◆ WORK TO DO: Collect each line in the records below that contains the string "coat". Uppercase and lowercase letters count as different.

◆ Data listing:
## BEGIN
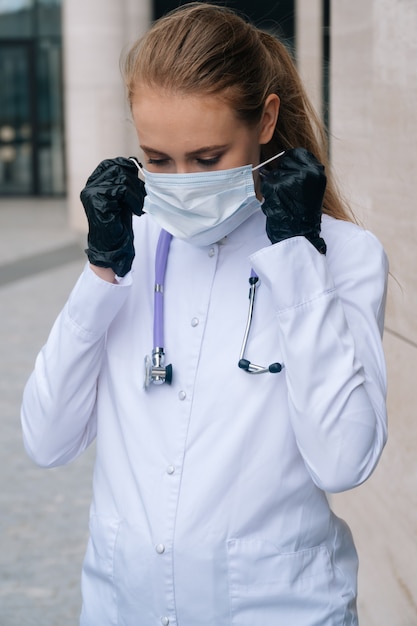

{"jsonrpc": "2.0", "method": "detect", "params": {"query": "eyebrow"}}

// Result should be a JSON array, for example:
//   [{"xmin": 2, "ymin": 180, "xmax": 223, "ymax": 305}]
[{"xmin": 140, "ymin": 144, "xmax": 228, "ymax": 158}]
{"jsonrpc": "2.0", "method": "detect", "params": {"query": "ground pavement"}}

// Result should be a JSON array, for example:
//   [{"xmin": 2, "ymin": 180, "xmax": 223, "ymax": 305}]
[{"xmin": 0, "ymin": 199, "xmax": 94, "ymax": 626}]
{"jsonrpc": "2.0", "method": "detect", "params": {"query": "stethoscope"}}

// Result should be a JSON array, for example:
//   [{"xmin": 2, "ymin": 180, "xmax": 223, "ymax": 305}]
[{"xmin": 144, "ymin": 230, "xmax": 284, "ymax": 389}]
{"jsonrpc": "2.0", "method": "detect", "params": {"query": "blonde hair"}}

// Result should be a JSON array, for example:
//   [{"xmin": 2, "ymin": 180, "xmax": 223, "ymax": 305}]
[{"xmin": 122, "ymin": 2, "xmax": 352, "ymax": 220}]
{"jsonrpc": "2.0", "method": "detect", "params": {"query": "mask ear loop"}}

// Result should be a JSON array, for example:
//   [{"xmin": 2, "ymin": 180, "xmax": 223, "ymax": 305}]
[{"xmin": 252, "ymin": 150, "xmax": 286, "ymax": 172}]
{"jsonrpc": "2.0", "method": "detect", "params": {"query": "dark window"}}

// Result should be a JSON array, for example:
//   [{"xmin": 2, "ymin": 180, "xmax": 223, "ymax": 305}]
[{"xmin": 0, "ymin": 0, "xmax": 65, "ymax": 195}]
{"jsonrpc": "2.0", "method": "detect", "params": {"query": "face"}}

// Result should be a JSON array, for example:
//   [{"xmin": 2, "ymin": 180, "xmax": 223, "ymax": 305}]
[{"xmin": 132, "ymin": 87, "xmax": 275, "ymax": 193}]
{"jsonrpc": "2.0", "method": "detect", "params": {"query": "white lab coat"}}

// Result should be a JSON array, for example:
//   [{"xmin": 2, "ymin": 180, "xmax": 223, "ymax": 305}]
[{"xmin": 22, "ymin": 212, "xmax": 387, "ymax": 626}]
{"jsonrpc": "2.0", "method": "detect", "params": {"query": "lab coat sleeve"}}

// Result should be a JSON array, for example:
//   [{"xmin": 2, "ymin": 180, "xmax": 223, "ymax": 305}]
[
  {"xmin": 247, "ymin": 228, "xmax": 388, "ymax": 492},
  {"xmin": 21, "ymin": 265, "xmax": 131, "ymax": 467}
]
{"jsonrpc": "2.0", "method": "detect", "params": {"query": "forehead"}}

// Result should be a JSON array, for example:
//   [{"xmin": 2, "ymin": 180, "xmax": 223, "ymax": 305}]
[{"xmin": 132, "ymin": 87, "xmax": 244, "ymax": 148}]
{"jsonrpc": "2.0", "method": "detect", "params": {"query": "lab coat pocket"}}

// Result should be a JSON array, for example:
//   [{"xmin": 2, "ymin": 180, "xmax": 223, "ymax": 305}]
[
  {"xmin": 228, "ymin": 538, "xmax": 345, "ymax": 626},
  {"xmin": 80, "ymin": 515, "xmax": 119, "ymax": 626}
]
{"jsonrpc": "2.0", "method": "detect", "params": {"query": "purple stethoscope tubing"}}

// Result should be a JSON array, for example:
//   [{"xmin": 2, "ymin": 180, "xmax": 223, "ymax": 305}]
[{"xmin": 153, "ymin": 230, "xmax": 172, "ymax": 348}]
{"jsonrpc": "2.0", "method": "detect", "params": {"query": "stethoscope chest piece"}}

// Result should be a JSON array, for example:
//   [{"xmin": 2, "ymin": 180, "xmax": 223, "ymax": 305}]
[{"xmin": 144, "ymin": 348, "xmax": 172, "ymax": 389}]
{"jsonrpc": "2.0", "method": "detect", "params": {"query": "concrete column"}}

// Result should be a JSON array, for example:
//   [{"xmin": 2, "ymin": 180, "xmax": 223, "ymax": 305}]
[
  {"xmin": 295, "ymin": 0, "xmax": 323, "ymax": 116},
  {"xmin": 63, "ymin": 0, "xmax": 151, "ymax": 231},
  {"xmin": 330, "ymin": 0, "xmax": 417, "ymax": 626}
]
## END
◆ WORKED SOLUTION:
{"jsonrpc": "2.0", "method": "detect", "params": {"query": "white lab coat"}}
{"jsonrpc": "2.0", "method": "detect", "params": {"query": "lab coat sleeve"}}
{"jsonrpc": "2.0", "method": "detect", "params": {"query": "lab coat pocket"}}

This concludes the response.